─── Dataset

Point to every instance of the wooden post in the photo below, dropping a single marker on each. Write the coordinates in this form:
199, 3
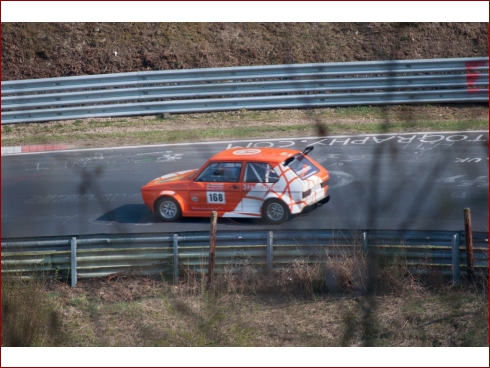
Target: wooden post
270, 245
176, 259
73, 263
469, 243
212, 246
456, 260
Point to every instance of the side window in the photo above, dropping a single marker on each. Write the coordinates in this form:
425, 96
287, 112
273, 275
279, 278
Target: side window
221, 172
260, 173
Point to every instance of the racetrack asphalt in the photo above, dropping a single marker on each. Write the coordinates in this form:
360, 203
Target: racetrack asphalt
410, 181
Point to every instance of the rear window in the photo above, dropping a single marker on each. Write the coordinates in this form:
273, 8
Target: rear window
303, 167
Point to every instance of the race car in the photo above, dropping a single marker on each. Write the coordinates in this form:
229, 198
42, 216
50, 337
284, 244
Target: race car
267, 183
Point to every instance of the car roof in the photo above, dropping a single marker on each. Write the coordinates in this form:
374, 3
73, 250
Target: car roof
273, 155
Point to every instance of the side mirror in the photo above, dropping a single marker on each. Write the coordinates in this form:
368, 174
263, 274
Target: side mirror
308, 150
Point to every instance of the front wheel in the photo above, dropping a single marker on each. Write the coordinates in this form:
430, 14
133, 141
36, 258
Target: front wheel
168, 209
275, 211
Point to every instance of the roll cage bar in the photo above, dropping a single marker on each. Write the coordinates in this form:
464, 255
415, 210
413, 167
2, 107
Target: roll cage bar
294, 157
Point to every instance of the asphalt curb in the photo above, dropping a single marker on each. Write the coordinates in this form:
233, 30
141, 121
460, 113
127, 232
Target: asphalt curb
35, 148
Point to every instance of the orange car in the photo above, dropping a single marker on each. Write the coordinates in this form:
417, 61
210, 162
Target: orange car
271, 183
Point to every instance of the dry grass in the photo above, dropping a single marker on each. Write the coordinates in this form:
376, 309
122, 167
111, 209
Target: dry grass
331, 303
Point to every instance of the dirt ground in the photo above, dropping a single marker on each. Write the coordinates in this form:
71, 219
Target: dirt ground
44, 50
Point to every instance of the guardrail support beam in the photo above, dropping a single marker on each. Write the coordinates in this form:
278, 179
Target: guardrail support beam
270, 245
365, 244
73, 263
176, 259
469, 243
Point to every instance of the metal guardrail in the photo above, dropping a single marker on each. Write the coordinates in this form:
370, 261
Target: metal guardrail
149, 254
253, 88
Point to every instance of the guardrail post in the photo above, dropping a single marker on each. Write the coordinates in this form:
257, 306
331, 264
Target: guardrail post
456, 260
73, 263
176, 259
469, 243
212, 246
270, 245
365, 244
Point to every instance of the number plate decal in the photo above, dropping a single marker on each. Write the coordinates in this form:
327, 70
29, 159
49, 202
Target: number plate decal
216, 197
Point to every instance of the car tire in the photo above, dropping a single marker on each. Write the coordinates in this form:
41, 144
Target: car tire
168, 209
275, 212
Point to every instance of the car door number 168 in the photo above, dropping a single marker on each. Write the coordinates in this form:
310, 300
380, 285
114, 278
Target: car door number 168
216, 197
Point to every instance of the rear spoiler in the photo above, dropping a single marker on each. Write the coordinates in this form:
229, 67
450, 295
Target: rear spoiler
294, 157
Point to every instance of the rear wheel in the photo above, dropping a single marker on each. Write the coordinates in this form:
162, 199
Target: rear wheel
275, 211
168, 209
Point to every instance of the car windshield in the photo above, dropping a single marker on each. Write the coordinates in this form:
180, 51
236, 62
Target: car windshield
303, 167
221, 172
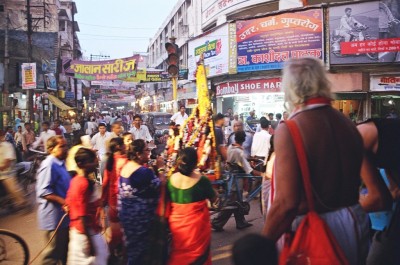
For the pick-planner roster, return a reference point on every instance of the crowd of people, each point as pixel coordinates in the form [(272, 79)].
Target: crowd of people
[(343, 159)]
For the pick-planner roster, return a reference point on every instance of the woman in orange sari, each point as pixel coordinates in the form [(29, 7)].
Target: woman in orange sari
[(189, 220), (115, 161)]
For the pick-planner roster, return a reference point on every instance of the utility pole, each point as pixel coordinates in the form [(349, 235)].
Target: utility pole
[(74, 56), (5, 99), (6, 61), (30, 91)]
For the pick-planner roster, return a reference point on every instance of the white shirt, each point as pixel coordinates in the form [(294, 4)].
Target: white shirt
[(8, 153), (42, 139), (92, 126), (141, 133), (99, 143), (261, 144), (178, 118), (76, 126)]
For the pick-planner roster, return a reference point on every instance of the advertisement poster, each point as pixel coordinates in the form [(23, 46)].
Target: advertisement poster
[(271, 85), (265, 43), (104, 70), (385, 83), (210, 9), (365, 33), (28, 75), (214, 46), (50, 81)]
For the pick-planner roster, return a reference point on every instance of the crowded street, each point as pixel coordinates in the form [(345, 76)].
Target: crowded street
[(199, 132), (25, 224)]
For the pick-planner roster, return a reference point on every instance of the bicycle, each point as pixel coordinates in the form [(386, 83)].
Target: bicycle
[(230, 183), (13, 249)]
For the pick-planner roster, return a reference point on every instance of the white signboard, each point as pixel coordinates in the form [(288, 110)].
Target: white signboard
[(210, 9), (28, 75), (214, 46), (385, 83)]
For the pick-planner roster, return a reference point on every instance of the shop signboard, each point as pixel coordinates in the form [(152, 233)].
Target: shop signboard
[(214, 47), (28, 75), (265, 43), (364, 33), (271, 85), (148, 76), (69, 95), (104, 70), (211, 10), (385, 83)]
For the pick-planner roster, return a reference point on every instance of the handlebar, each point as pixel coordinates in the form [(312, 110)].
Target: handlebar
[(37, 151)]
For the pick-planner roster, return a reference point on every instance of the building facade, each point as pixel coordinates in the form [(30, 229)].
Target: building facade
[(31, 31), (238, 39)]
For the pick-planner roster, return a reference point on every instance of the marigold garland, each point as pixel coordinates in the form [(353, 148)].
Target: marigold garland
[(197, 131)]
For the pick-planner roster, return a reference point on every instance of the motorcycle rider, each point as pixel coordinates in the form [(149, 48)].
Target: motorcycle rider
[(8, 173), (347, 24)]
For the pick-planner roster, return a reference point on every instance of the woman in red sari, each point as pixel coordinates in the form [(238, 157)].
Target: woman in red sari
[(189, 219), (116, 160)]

──────

Set problem ->
Copy out every line of the items above word for word, omitting the pictures.

Answer to this problem ->
Point to every instance of the wooden post in the photo below, dropping a single marker on each. Write the coordinates in this form:
199, 3
Target: wooden post
270, 245
176, 259
73, 263
469, 243
212, 246
456, 260
Point to every instance of the side window in the photo above, dropping a single marker on each. Write the coordinates in this form:
425, 96
287, 112
273, 275
279, 278
Target: side window
221, 172
260, 173
Point to every instance of the racetrack asphalt in the photo above, dropping a single marker on each. Write the coordinates in this form:
360, 203
Target: racetrack asphalt
410, 181
Point to every instance of the rear window in the photo above, dropping a single marker on each. Write the coordinates in this form:
273, 8
Target: rear window
303, 167
Point to every instance of the race car in the photo above, dropping a single marker on each. Write the coordinates in this form:
229, 198
42, 216
50, 337
284, 244
Target: race car
267, 183
Point to every instance of the car roof in the photo above, dropping a single marker on each. Write the coordinates in this form:
374, 3
73, 250
Target: car roof
273, 155
Point to every instance of the side mirror in the photo above, dropping a single marker on each. Write the coordinates in this form:
368, 174
263, 274
Target: side mirror
308, 150
Point to every instance of the front wheel in the photo above, dropping a single marker on each. Write the coordinates in this form:
430, 14
133, 141
36, 258
Target: front wheel
168, 209
275, 211
Point to every instance of the roll cage bar in the photo above, dropping a single marker on each. Write the coordinates in this form:
464, 255
415, 210
413, 167
2, 107
Target: roll cage bar
294, 157
Point to every instance of the asphalt curb in the photo above, dropping a single marker on each. Write the coordinates in this form:
233, 30
141, 121
460, 113
127, 232
Target: asphalt curb
35, 148
Point to every instance of the orange car in the photo above, dropping a single marker on each. Write the coordinates in this form:
417, 61
210, 162
Target: orange car
271, 183
Point to every instance of the dry grass in the photo above, dropping a single marker on each. Write the coordinates in this form:
376, 309
122, 167
111, 209
Target: dry grass
331, 303
Point to every instance of the dirt ground in the photo above, dropping a single marker on each. Write the coordinates in this form:
71, 219
Target: dirt ground
44, 50
Point to every instance of the guardrail support beam in the photo above, dropping a single marker on each. Write the coordinates in this form:
278, 179
Target: guardrail support beam
270, 245
365, 244
73, 263
176, 259
469, 243
Point to every instance of the metal guardrail in the photo above, dropping a single marker on each. Write the coordinates in this form:
370, 261
Target: metal guardrail
149, 254
253, 88
Point to every instance of the guardrail post in the photo above, dropping a single marker on each. Write the coordinates in this form:
257, 306
331, 264
Target: guardrail post
456, 260
73, 263
176, 259
469, 243
212, 246
270, 245
365, 244
Point to every instance of the number plate decal in the photo above, dropping a single marker on each. Write the coordinates in this form:
327, 70
29, 159
49, 202
Target: number plate decal
216, 197
Point to every instance of the car tire in the photo above, dropping a single marker on each. Write the coordinates in this form:
41, 144
Target: car tire
168, 209
275, 212
Point to every instance of the car door number 168 in the photo above, dropping a single marker on each. Write the coordinates in this form:
310, 300
380, 285
114, 278
Target: car door number 168
216, 197
Point to every instance of the rear spoiler in the photo above, dropping a single marker on each. Write the coordinates in this form:
229, 67
450, 295
Target: rear spoiler
294, 157
Point to every instance of the rear wheel in the photo above, dropping a single marker on each. Write the coordinates in this form:
162, 199
Target: rear wheel
275, 211
168, 209
Point to every instance of the car windshield in the photo above, dropping a single marker on each. Write the coordinates in this form:
180, 51
236, 62
Target: car windshield
303, 167
221, 172
For the pick-planner roster, return a reference point on every instance of the crowd of people, each point as pixel coordinates in the form [(272, 79)].
Target: crowd of people
[(343, 159)]
For the pick-planner roster, return a reference point on every instance of the woman in orange sari, each point as pixel coordinates in the form [(29, 7)].
Target: woman in orange sari
[(189, 220), (115, 161)]
For the pick-planner roster, return a reference point on every instance of the utility pole, each point as pixel coordinates in the form [(349, 235)].
Target: utility pole
[(74, 56), (5, 99), (6, 61), (30, 91)]
For the pick-planner roster, return a reference point on every instance of the white shirt, each point as pixel coordinates in the form [(294, 4)].
Target: white shirt
[(8, 153), (42, 139), (92, 126), (141, 133), (99, 143), (261, 144), (178, 118), (76, 126)]
For the pick-planner roster, return a reference point on every instance of the advertisement poster, each point as pixel coordinates in the form [(23, 46)].
Target: advertisement poster
[(271, 85), (265, 43), (104, 70), (385, 83), (210, 9), (365, 33), (28, 75), (214, 46), (50, 81)]
For the pick-planner roster, return a reference point on every instance of the crowded street, each point as pixel coordinates in the form [(345, 76)].
Target: crowded street
[(199, 132), (25, 224)]
For the pick-planner roster, return a reference point on every instance of the bicycle, each point as pixel coordinates in the form [(386, 83)].
Target: bicycle
[(230, 183), (13, 249)]
For the pick-planner roster, return a reference point on every instance of the white signboard, each point as pixel coordinates in the form [(288, 110)].
Target: white signboard
[(210, 9), (28, 75), (214, 46), (385, 83)]
For the pick-planner roster, return a reference point on every instance of the shop signboard, each point as pixel coordinates in the form [(152, 233)].
Target: shop signboard
[(214, 47), (28, 75), (265, 43), (364, 33), (271, 85), (148, 76), (69, 95), (104, 70), (211, 10), (385, 83)]
For the pick-planner roster, return a reference point on every instance of the handlebar, each point as pixel coordinates in the form [(312, 110)].
Target: handlebar
[(37, 151)]
For the pick-planner roster, return a reference point on every instance of the building facade, each point as pixel coordinates in the form [(30, 229)].
Target: building facade
[(31, 31), (238, 39)]
For the pick-planner roster, return a reference point on every instance of the marigold garland, each point as pixel coordinates in the form [(353, 148)].
Target: marigold garland
[(197, 131)]
For the pick-planner roster, return a reference point on every instance of the motorcycle rider, each point as pixel coordinates in the form [(149, 48)].
Target: motorcycle rider
[(8, 173), (347, 24)]
For the pick-planner roster, return a reference point on every instance of the woman in red sari, each point as pixel coordinates in the form [(238, 157)].
Target: woman in red sari
[(189, 219), (116, 160)]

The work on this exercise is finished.